• [Dataset content]
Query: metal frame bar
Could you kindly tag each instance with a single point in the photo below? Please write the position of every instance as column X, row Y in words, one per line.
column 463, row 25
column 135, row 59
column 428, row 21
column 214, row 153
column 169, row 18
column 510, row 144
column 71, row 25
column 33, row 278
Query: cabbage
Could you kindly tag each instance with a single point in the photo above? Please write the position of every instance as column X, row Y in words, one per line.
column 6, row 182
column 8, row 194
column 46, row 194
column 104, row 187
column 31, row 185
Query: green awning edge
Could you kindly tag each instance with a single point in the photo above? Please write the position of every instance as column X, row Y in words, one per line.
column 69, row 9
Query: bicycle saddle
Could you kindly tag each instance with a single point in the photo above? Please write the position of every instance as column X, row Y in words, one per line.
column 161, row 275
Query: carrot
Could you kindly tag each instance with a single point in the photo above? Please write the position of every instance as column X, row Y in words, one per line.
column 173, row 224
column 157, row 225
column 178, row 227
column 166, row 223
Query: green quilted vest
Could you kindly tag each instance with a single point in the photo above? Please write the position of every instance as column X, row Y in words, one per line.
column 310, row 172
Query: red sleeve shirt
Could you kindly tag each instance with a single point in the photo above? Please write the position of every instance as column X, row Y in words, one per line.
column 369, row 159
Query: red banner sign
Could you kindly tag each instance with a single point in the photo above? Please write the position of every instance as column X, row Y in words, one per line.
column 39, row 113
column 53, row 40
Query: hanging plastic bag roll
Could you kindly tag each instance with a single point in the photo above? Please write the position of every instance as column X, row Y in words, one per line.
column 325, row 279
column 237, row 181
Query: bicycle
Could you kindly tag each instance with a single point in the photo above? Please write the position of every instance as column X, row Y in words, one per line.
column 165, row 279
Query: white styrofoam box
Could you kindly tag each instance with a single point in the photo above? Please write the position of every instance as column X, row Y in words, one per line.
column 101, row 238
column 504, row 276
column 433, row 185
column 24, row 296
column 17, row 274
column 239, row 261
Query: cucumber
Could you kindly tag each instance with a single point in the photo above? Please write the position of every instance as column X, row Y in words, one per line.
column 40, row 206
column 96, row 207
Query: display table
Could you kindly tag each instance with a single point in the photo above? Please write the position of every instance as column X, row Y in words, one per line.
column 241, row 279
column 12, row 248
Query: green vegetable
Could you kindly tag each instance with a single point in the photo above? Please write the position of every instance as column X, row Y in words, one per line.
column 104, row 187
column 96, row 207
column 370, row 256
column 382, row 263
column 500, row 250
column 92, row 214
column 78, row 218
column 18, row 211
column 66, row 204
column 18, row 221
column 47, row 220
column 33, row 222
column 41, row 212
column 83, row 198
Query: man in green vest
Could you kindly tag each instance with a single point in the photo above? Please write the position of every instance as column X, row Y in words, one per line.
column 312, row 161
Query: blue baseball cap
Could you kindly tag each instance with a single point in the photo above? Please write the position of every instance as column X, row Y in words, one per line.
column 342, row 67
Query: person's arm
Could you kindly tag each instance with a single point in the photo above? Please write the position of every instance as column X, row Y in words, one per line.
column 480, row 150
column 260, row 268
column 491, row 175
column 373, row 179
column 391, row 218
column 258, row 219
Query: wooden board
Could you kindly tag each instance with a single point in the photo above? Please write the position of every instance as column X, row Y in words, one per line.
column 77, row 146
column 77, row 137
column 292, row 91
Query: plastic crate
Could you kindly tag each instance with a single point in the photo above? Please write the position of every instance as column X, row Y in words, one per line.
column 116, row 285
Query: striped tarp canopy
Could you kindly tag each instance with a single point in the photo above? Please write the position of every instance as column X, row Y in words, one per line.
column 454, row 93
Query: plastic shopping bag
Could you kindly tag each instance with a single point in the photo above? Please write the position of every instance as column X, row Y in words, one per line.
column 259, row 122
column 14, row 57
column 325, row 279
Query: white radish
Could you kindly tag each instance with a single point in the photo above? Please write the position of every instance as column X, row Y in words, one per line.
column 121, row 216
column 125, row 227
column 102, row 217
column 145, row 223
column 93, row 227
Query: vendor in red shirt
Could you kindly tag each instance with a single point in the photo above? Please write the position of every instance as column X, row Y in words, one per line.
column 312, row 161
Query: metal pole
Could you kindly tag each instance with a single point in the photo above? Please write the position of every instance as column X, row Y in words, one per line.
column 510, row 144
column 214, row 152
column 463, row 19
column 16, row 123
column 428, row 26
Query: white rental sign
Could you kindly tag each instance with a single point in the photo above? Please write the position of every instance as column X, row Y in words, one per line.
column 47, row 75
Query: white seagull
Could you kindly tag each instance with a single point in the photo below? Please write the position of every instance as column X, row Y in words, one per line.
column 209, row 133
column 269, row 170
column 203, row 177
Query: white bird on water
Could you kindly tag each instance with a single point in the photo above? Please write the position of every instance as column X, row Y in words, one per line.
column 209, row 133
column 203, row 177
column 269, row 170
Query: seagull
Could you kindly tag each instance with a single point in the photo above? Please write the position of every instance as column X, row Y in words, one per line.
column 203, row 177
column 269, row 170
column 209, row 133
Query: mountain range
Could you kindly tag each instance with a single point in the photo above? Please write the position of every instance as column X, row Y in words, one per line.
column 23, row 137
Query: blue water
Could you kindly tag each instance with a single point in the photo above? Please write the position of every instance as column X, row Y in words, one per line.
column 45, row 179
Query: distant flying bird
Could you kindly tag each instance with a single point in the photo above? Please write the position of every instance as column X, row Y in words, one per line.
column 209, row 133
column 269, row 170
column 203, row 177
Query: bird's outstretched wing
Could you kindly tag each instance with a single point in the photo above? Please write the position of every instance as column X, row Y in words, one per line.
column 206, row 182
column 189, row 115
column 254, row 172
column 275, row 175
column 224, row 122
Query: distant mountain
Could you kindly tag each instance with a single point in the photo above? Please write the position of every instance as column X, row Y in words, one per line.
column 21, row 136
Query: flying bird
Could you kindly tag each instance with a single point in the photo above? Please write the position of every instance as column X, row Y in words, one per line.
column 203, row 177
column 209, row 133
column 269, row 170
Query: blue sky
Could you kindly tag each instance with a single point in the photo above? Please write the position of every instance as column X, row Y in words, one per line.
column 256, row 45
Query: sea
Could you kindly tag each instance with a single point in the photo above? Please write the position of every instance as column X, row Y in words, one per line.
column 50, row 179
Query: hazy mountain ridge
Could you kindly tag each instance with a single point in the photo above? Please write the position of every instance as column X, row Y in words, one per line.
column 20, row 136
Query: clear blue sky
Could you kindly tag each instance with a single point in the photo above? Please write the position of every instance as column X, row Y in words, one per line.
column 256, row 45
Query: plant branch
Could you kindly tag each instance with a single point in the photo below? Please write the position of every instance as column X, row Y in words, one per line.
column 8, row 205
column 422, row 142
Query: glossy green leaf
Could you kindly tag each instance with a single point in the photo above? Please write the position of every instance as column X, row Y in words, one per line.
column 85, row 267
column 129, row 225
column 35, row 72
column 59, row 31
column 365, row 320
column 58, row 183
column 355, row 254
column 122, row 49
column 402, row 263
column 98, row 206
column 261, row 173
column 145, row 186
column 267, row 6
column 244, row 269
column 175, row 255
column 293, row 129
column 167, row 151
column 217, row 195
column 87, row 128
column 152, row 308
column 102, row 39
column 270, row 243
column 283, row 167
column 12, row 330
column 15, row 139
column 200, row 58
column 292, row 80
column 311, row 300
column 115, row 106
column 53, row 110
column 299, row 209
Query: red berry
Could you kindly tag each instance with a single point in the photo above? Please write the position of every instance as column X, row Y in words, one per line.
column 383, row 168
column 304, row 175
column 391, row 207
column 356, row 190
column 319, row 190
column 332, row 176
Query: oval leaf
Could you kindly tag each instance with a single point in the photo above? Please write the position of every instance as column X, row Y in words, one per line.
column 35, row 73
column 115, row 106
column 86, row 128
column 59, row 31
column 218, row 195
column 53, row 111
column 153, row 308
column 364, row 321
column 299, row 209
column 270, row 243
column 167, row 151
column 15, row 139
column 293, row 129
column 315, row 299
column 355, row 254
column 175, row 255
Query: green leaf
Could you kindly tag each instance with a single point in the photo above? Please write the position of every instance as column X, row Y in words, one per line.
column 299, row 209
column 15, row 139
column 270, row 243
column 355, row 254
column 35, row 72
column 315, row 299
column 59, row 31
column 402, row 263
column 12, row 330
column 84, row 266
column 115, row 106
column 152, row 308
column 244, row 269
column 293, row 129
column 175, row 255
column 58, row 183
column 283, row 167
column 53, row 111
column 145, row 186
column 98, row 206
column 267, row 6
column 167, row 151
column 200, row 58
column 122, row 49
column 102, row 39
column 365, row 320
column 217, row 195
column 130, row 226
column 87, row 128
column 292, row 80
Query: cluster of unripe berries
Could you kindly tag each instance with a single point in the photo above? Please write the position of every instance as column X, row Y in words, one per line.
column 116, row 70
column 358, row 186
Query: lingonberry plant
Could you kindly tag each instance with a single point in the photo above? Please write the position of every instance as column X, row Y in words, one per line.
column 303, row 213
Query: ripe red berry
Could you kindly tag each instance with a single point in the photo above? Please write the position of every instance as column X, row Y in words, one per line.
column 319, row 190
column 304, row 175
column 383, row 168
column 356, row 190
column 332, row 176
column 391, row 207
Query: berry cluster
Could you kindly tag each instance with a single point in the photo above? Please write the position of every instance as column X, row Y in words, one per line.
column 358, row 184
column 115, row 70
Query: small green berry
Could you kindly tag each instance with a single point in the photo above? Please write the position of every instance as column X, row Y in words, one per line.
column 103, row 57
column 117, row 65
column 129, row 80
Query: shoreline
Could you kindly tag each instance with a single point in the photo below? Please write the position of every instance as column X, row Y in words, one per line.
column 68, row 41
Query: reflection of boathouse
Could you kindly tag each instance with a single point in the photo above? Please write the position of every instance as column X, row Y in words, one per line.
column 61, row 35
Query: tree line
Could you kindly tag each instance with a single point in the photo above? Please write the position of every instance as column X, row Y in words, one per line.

• [Problem statement]
Copy the listing from its first line through the line containing "column 166, row 223", replacing "cabbage" with "lettuce" and leaving everything else unchanged.

• [Result below]
Query: metal frame bar
Could you kindly tag each instance with a single point in the photo below? Please write the position of every instance as column X, row Y in words, one per line.
column 463, row 25
column 135, row 59
column 428, row 21
column 214, row 153
column 169, row 18
column 510, row 144
column 71, row 25
column 33, row 278
Query: lettuce
Could you kindly tag each instance with a single point in the photo above? Please write the position of every instance as column X, row Y in words, one per line.
column 6, row 182
column 8, row 194
column 46, row 194
column 104, row 187
column 31, row 185
Query: green awning edge
Could you kindly tag each instance with a single point in the photo above? Please write the position of every instance as column X, row Y in words, one per line.
column 69, row 9
Query: bicycle saddle
Could you kindly tag each instance with a single point in the photo above? Please write the position of every instance as column X, row Y in words, one per line.
column 161, row 275
Query: carrot
Could you kindly tag each instance with a single point in the photo above? Please write the position of every instance as column X, row Y in words, one per line.
column 173, row 224
column 157, row 225
column 178, row 227
column 166, row 223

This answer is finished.